§ **DOKUMENTTEXT**:

Mechanische Kammgarn-Weberei.

Noch bis vor 10 Jahren war Elsterberg ein Städtchen, welches sich auf unbedeutende landwirtschaftliche Beschäftigung und Hausindustrie beschränkte, deren es zur Herstellung von Materialien in der Gerberei, Mullhandweberei und auch etwas Stickerei bedurfte. Dies waren die einzigen Gewerbe, welche Elsterberg bis vor 10 Jahren betrieb. Es fehlte noch der unternehmende Geist des Großbetriebes, dessen Abhandensein sich auch in einer sehr langsamen Zunahme der Bevölkerungsziffer bekundete. Heute macht sich der Einfluß des Großbetriebes auch in dieser Beziehung geltend; denn Elsterberg, das vor 10 Jahren nur 3200 Einwohner zählte, weist heute eine Einwohnerzahl von 4500 auf.

§ **AUFGABE 1**:
Wie viele Einwohner hatte Elsterberg laut dem Text über Elsterberg vor 10 Jahren?
§ **AUFGABE 2**:
Schreib den Text über Elsterberg nach seinem letzten Satz weiter.
Die anschließenden Zeilen haben nichts mit dem Text über Elsterberg zu tun.

§ **ANGEZEIGTE DATEN**:
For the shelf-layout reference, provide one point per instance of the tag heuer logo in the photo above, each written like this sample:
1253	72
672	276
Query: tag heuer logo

§ **ANTWORT 1**:
3200 Einwohner.

§ **ANTWORT 2**:
Einen weit über seine frühere Bedeutung ehrenden Namen als industriereiche und gewerbefleißige Stadt des sächsischen Vogtlandes erhielt Elsterberg erst, nachdem die Inhaber der Firma Gebrüder Ruppert ihre bisher in Greiz betriebenen Webereien hierher verlegten und in Elsterberg die erste Dampfkesselanlage für mechanischen Betrieb errichteten (2 Cornwall-Kessel mit 135 qm Heizfläche und einer für Zwillingsanlage vorgesehenen 70pferdekräftigen Dampfmaschine mit Ventilsteuerung), wodurch Bahn für weitere industrielle Thätigkeit gebrochen war.

Heute zählt Elsterberg nicht weniger als 9 Dampfessen für ebensoviele gewerbliche Etablissements (darunter eine bedeutende Färberei, zwei Dampfschneidemühlen, Dampfbierbrauerei und Webereianlagen). Eine weitere Fabrikanlage wird noch in diesem Jahre hinzutreten.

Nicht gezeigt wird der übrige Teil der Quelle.